▶ Problem statement: Give back all the data exactly, line by line.

Coordinate annotation entries

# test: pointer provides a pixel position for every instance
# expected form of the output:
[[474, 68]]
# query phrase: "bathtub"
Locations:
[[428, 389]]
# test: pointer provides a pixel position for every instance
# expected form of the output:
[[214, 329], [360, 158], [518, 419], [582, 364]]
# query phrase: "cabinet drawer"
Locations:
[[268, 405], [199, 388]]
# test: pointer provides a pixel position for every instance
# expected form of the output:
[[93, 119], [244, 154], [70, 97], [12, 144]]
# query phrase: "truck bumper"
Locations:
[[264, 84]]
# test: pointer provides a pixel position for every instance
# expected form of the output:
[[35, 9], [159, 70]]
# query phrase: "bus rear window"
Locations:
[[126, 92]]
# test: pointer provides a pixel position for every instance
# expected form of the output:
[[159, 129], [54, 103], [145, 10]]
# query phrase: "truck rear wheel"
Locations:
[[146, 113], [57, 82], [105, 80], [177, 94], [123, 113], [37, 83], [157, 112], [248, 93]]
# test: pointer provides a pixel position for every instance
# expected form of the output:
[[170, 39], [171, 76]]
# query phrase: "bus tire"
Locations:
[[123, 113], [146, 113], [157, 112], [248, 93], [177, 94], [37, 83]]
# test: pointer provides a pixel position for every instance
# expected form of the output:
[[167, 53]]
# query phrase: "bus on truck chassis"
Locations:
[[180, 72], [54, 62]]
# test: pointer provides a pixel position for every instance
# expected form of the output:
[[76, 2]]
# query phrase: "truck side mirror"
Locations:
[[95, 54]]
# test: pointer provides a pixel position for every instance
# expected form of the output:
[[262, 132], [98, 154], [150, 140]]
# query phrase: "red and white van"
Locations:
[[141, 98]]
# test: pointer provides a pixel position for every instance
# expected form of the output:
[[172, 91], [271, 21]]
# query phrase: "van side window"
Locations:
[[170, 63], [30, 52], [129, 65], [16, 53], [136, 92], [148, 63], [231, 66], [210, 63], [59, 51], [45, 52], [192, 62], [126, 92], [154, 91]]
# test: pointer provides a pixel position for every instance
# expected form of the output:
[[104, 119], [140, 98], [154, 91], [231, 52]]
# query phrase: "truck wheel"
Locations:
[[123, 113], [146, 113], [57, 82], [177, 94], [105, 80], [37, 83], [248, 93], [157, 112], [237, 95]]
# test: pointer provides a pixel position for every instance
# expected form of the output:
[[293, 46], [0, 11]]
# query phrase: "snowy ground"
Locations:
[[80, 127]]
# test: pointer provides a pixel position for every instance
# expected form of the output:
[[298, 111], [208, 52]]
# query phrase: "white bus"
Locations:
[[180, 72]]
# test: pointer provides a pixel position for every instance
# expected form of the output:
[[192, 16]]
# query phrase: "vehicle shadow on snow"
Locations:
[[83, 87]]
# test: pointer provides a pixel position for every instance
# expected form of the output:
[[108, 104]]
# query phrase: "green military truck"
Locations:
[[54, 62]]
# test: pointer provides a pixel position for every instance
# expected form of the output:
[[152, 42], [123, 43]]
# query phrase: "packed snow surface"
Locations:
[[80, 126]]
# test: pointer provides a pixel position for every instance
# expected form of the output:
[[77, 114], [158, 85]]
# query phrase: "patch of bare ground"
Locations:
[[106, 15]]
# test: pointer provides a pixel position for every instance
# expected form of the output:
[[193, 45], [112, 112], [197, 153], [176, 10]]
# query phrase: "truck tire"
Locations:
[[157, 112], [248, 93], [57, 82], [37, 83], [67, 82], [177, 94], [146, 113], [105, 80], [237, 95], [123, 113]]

▶ Task result:
# test: pointer provides a pixel position for every instance
# expected form of the output:
[[474, 68]]
# query phrase: "bathtub"
Locations:
[[428, 389]]
# test: pointer provides a pixel position for every instance
# expected form of the output:
[[214, 329], [360, 158], [518, 419], [582, 364]]
# query phrase: "cabinet drawer"
Locations:
[[268, 405], [199, 388]]
# test: pointer provides a pixel position for every instance
# expected form of the output:
[[93, 119], [244, 154], [70, 97], [12, 144]]
# query phrase: "truck bumper"
Locations:
[[264, 84]]
# test: pointer provides a pixel position for every instance
# expected form of the output:
[[35, 9], [159, 70]]
# query phrase: "bus rear window"
Locations:
[[126, 92]]
# test: pointer provides a pixel position for every instance
# expected form of the output:
[[159, 129], [54, 103], [145, 10]]
# query phrase: "truck rear wheel"
Locations:
[[146, 113], [57, 82], [105, 80], [177, 94], [123, 113], [37, 83], [157, 112], [248, 93]]
# test: pointer provides a pixel position for every instance
# expected form of the output:
[[170, 39], [171, 76]]
# query phrase: "bus tire"
Locations:
[[123, 113], [146, 113], [157, 112], [248, 93], [177, 94], [37, 83]]
# test: pointer provides a pixel position for every instance
# expected form of the output:
[[167, 53]]
# query phrase: "bus on truck chassis"
Locations:
[[180, 72], [54, 62]]
# test: pointer provides a pixel position for every instance
# expected form of the output:
[[76, 2]]
# query phrase: "truck side mirror"
Locations:
[[95, 54]]
# test: pointer provides a pixel position for every instance
# expected form of the output:
[[262, 132], [98, 154], [150, 140]]
# query phrase: "red and white van"
Locations:
[[141, 98]]
# test: pointer provides a pixel position for every instance
# expected form of the output:
[[172, 91], [271, 21]]
# query phrase: "van side window"
Locations:
[[170, 63], [30, 52], [129, 65], [16, 53], [136, 92], [148, 63], [231, 66], [210, 63], [59, 51], [45, 52], [192, 62], [126, 92], [154, 91]]
# test: pointer provides a pixel position for every instance
# expected form of the output:
[[104, 119], [140, 98], [154, 91], [231, 52]]
# query phrase: "truck wheel"
Locations:
[[123, 113], [146, 113], [57, 82], [177, 94], [105, 80], [37, 83], [248, 93], [157, 112], [237, 95]]
# test: pointer provides a pixel position for every instance
# expected form of the output:
[[293, 46], [0, 11]]
# query phrase: "snowy ground"
Locations:
[[80, 127]]
# test: pointer provides a pixel position for every instance
# expected form of the output:
[[298, 111], [208, 52]]
# query phrase: "white bus"
Locations:
[[180, 72]]
# test: pointer provides a pixel position for every instance
# expected form of the output:
[[192, 16]]
# query phrase: "vehicle shadow on snow"
Locations:
[[83, 87]]
# test: pointer provides a pixel position for every instance
# expected form of the output:
[[108, 104]]
# query phrase: "green military truck"
Locations:
[[54, 62]]
# test: pointer provides a pixel position for every instance
# expected form of the output:
[[152, 42], [123, 43]]
# query phrase: "packed snow surface"
Locations:
[[80, 126]]
# test: pointer provides a pixel position for every instance
# expected form of the output:
[[77, 114], [158, 85]]
# query phrase: "patch of bare ground"
Locations:
[[106, 15]]
# test: pointer provides a pixel position for every instance
# expected form of the output:
[[193, 45], [112, 112], [197, 153], [176, 10]]
# query phrase: "truck tire"
Locations:
[[157, 112], [248, 93], [57, 82], [37, 83], [67, 82], [177, 94], [146, 113], [105, 80], [237, 95], [123, 113]]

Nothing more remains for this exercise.